_Required work_:
Repeat the material verbatim and drop the pictures.
::: Stored data
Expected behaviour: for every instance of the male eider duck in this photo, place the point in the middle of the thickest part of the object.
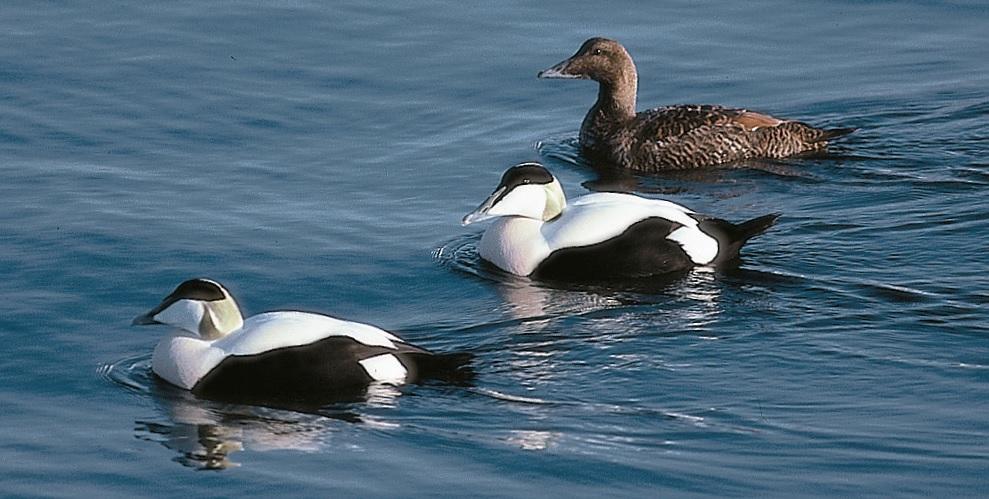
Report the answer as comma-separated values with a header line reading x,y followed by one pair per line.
x,y
673,137
599,236
285,355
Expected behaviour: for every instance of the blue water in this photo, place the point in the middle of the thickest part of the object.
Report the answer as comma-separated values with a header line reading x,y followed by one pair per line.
x,y
319,156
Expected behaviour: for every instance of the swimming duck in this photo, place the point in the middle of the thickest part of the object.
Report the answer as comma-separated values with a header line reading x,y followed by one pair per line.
x,y
599,236
673,137
216,353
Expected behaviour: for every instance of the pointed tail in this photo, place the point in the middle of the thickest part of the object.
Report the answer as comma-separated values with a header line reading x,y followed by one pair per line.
x,y
833,133
751,228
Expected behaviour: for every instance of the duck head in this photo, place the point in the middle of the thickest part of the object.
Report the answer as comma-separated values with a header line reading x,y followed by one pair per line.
x,y
200,306
526,190
600,59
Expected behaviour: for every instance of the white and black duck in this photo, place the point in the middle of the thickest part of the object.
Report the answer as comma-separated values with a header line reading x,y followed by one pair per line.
x,y
673,137
286,355
599,236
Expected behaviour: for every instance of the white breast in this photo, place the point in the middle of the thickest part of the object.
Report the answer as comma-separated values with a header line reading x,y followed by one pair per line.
x,y
514,244
182,358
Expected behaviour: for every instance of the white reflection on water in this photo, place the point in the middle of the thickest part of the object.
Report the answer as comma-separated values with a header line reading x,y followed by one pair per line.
x,y
205,433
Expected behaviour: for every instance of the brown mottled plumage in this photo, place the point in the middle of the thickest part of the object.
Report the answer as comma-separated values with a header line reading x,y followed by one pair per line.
x,y
673,137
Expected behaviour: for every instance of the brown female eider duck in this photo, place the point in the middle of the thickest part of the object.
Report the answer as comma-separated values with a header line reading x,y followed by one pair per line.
x,y
673,137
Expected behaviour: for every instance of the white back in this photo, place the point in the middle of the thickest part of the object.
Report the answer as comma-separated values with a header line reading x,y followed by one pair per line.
x,y
595,218
182,358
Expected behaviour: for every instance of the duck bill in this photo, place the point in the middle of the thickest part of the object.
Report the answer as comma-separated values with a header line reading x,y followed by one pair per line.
x,y
560,71
481,213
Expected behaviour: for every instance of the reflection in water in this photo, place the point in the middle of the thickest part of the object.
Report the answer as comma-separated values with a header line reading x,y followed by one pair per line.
x,y
206,433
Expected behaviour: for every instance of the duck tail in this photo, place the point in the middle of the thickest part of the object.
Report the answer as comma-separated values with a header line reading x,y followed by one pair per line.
x,y
751,228
833,133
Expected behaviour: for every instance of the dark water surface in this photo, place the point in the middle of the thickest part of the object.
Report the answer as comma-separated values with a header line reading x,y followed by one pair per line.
x,y
320,156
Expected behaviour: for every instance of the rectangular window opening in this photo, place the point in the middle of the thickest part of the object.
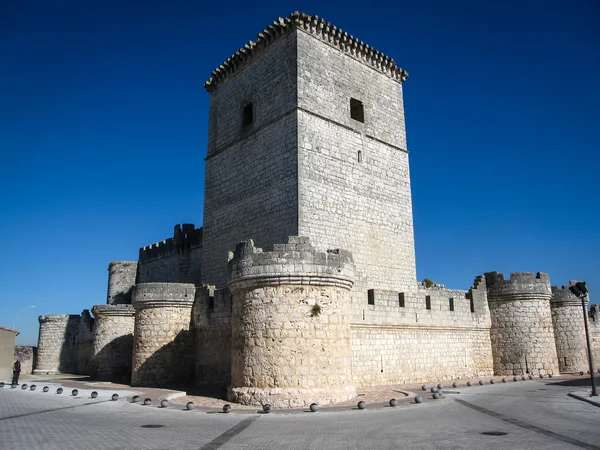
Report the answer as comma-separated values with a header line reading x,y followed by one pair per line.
x,y
357,110
247,115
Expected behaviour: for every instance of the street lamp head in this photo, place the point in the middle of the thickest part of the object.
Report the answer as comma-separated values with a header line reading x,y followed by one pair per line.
x,y
579,289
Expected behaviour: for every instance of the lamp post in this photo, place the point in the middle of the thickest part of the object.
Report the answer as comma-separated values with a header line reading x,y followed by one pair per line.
x,y
580,291
16,315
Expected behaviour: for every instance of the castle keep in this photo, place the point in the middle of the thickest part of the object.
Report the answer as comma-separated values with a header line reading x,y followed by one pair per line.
x,y
301,285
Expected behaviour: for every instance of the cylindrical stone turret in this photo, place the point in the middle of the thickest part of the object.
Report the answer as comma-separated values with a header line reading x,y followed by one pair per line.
x,y
290,325
522,334
121,279
569,330
113,342
162,340
57,344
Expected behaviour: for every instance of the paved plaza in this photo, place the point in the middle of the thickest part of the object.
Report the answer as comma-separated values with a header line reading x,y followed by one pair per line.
x,y
518,415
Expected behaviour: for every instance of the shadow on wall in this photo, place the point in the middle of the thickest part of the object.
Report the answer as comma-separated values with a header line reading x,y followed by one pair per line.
x,y
169,367
113,361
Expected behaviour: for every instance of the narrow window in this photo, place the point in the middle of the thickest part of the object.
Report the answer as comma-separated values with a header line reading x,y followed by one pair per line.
x,y
357,110
247,115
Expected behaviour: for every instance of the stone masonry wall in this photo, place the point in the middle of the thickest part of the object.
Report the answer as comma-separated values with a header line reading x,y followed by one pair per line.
x,y
522,333
113,342
211,323
57,344
121,279
174,260
354,180
251,172
290,325
162,341
569,332
400,344
27,356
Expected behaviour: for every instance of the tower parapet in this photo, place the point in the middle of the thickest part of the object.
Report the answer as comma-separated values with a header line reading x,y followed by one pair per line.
x,y
121,279
162,341
522,333
113,342
290,325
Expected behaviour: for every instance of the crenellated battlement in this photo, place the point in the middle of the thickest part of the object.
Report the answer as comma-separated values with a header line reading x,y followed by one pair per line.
x,y
317,27
185,237
564,296
296,262
520,285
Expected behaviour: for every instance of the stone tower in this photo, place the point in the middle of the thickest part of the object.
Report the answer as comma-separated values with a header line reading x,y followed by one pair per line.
x,y
306,137
522,332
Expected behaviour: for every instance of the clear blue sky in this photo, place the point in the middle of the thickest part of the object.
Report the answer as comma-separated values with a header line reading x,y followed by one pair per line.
x,y
103,122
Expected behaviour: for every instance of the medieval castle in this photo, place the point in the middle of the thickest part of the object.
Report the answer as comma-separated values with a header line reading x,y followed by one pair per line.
x,y
301,285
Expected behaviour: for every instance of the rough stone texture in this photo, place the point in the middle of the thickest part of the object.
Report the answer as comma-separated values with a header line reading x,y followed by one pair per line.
x,y
162,341
290,325
211,323
569,330
174,260
394,344
84,343
522,334
57,344
121,279
252,168
27,356
113,342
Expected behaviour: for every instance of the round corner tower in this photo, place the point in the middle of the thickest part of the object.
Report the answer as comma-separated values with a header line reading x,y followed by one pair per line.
x,y
113,342
162,340
57,344
290,325
522,333
569,332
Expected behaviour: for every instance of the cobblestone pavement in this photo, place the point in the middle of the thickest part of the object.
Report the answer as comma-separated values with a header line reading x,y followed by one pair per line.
x,y
522,415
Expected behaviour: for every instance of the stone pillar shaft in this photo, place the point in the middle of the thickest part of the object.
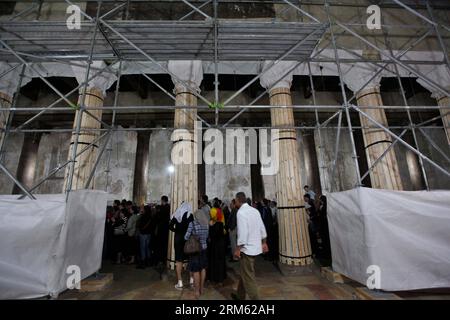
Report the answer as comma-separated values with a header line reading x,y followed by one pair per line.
x,y
27,161
85,162
385,174
141,168
185,176
186,76
445,102
294,244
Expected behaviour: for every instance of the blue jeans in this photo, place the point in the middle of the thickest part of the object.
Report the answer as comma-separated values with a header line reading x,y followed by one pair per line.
x,y
144,242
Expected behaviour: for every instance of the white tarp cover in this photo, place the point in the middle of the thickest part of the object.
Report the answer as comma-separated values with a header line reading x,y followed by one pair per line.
x,y
405,233
40,238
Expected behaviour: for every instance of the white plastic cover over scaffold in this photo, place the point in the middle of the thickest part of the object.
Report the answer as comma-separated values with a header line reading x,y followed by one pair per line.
::::::
_Response_:
Expected behaviour: for every instance of the male eider duck in this photo, place the point in the middle of the thickest part of the object.
Report the answer as comma-separated values with a header line reading x,y followed by one pair per line.
x,y
673,137
599,236
285,355
Expected behaviour: for every instance of the blue water in this photo, place the point in the middle of the thickest part of the object.
Report the answer as comma-separated values with a header line reading x,y followed by one pair per line.
x,y
319,156
Expected behaviour: for every instance of the swimming duck in this photo, place the point in the middle of the thickest part of the object.
Report the answer as comma-separated values with a header line reading x,y followed by one pair per line.
x,y
599,236
673,137
216,353
Expected behaviour: for every instance of the pointed tail in this photo, place the point in the middle of the thickest part of the object.
Report the answer as comma-separated values with a header line reading x,y followed by one pair per line.
x,y
833,133
751,228
Expected behaviour: for every instance of the duck head in this photo, place the point in the middle of the thickest part of the object.
Report the answer as comma-separated values with a header line reading x,y followed by one pair per line.
x,y
200,306
526,190
600,59
Expected behaviour: for every instance of the white and black duck in this photo, place the point in the middle of the thickest part of the object.
Report the answer as comma-separated values with a header line reading x,y followed by one pair per line.
x,y
673,137
286,355
599,236
Expected behaviour: for every instance of the white breast in this photo, place the point in the middle of the thickest part of the object.
Report the answer as comma-separated values with a header line reading x,y followed by one pair per line.
x,y
514,244
182,358
Expected behaviour: for every instance of the white reflection on water in this photo, place the point in the middle of the thickest part of the object.
Report the answer as comma-separated values with a header line reading x,y followed by one pair per line.
x,y
205,433
Expected behaviour: for every instance of the brown mottled plumage in this photo, place the point in the middle of the thickest part of the object.
Report the answer as comma-separated values with a header line reading x,y followed by one pair per line.
x,y
673,137
Expected behaviour: for every instance of the brown female eider duck in this photo, place the point in the middle of the thickest part of the object.
Report the answer as comma-separated values with a header line reading x,y followed by one pair per line.
x,y
673,137
Expected behaviour: for every instance of the white back in this photo, place the point in the middle of the thickest part of the object.
Report the answer as comma-separated values with a header line reading x,y followed by one pair per line.
x,y
595,218
182,358
Expected behaviour: for every instance of the duck bill in this photo, place the point in the middle of the thickest part of the object.
Report the answer as comma-separated values with a header line reading x,y followed by one pair per line.
x,y
560,71
481,213
Expected behaviour: for every instance of the reflection in water in this photo, place the point in the middle of the thickest part of the object.
Report the answer as comma-separated values with a header line reading x,y followed by one pair per line.
x,y
206,433
Expected behaviour: for every instance of the duck tail in this photo, place the point in the middle of the thickest part of the object.
Report the answer as comma-separated values with a header line reading x,y followed by one pair per line.
x,y
751,228
833,133
Expected behaviour: for every instance of the dark water surface in this photo, place the point in the middle of the thickest part of the object.
Report the answer as comma-separated values with a header line reading x,y followed by one pair per line.
x,y
320,156
Expected behaviour: for every instance of the rectangular window opening in this photo, place the point in the middle of the thickest part of the object.
Report the answer as comma-separated values with a header line reading x,y followed by one pair per line.
x,y
357,110
247,115
Expected behaviour: for every instance of the street lamp head in this photo, place the point in the middle of the thickest part of the object.
Report the answer as comma-separated values with a header line reading x,y followed by one pair per line.
x,y
579,289
Expected behaviour: for every instance of the lamp post in this photo, place the point in the middle of the thickest part of the object.
Report the answer as comma-separated values with a header line reading x,y followed by one pair per line.
x,y
580,291
16,315
Expected behaviour: for every instance of the castle keep in this photo, place the point in the middle of the thickest part of the object.
Report the answer as comma-separated values with a header line reading x,y followed by one pair per line.
x,y
301,285
Expected behaviour: for every instance of the cylindrical stone turret in this photo, place the point in the middle of the thickest part of the object.
Report the answer as comma-separated values with a header line reading x,y followed by one pair per line.
x,y
290,325
522,334
121,279
569,330
113,342
162,340
57,344
Expected behaviour: for every instance of the paved plaza in this photo, place the point in the middle of the thickest part of the object.
Report the answer as comma-separated values with a header line reading x,y followed by one pair per line.
x,y
518,415
Expected behaviour: for every instance of the shadow on wall in this photo, place the point in the middle of the thickest part of the object.
Report the answer as comma-separated values with a header line reading x,y followed by one pair per line.
x,y
169,367
113,361
Expected behaviour: for every instance of the narrow window in this photo, place the point in the middle of the thickest part of the object.
Report the answer as comma-separated values with a header line reading x,y followed by one pair per line.
x,y
357,110
247,115
Expected behaviour: for every instance of the stone masonry wall in this photo, place the point in the middle of the thickest part of the object.
Report the answer as comma-separated values with a header line reading x,y followed by one pair per line.
x,y
522,333
113,342
211,323
57,344
121,279
174,260
354,180
251,172
290,325
162,341
569,332
400,344
27,356
Expected behaviour: for every instance of the tower parapet in this photo, place the point in the middle of the thickest part of the object.
Report the answer as comma-separated values with a header line reading x,y followed by one pair per line.
x,y
121,279
162,341
522,333
113,342
290,325
Expected behaviour: for every instance of the crenellated battlement in this photo, place the point in the middle of the thickest part of the object.
Report the answer as comma-separated values with a header line reading x,y followed by one pair per line.
x,y
317,27
185,237
564,296
296,262
520,285
Expected behaviour: for every instance of the stone tower in this photo, place the point in the middle of the thickest part of the object.
Report the answer as comma-separated values with a header line reading x,y followed by one pair per line.
x,y
306,137
522,332
Expected behaviour: for every instance of the clear blue sky in this photo, place the point in the middle of the thickest part of the object.
Report the answer as comma-separated values with a header line reading x,y followed by one pair per line.
x,y
103,122
Expected behaviour: for every instance of the medieval castle in this photo, place the point in the middle of the thickest part of the object.
Report the answer as comma-separated values with a header line reading x,y followed by one pair per line.
x,y
301,285
Expected behaviour: for every instance of the rough stone texture in this photo, place the point in the middle of the thickest part of the object.
Report the answer as comma-separated values with a header line reading x,y followed by one pair per line.
x,y
162,341
290,325
211,323
569,330
174,260
394,344
84,343
522,334
57,344
121,279
252,168
27,356
113,342
Expected behaviour: for every instance of the round corner tower in this photo, place the point in the middle of the thickest part of the object.
Report the answer as comma-separated values with a header line reading x,y followed by one pair per line.
x,y
113,342
162,340
57,344
290,325
522,333
569,332
Expected behaviour: for every instance of the cobblestone pavement in this photo, place the point in the middle of the thickest part of the object.
Report the answer as comma-separated values with a header line reading x,y followed by one pair per line.
x,y
522,415
Expected behaviour: for every instance of the stone pillar shaft in this photo, place the point in the middle of the thickest part of the object.
Report the answer as comma-separated values with a header line reading x,y followed by one pair per line.
x,y
27,161
85,162
385,174
141,168
185,176
186,76
445,102
294,244
Expected behaviour: for every instance of the blue jeans in this photo, place the point in the middle of the thickest part of the object.
Report the answer as comma-separated values with a header line reading x,y followed by one pair per line.
x,y
144,242
Expected behaviour: for every instance of the white tarp cover in this photo, place the point in the middle of the thickest part of the object.
Report the answer as comma-separated values with a header line reading x,y followed by one pair per line.
x,y
405,233
40,238
Expected behaviour: for every instance of the white plastic cover over scaffold in this photo, place the point in the middle of the thickest part of the object.
Report the answer as comma-separated values with a header line reading x,y followed by one pair per line.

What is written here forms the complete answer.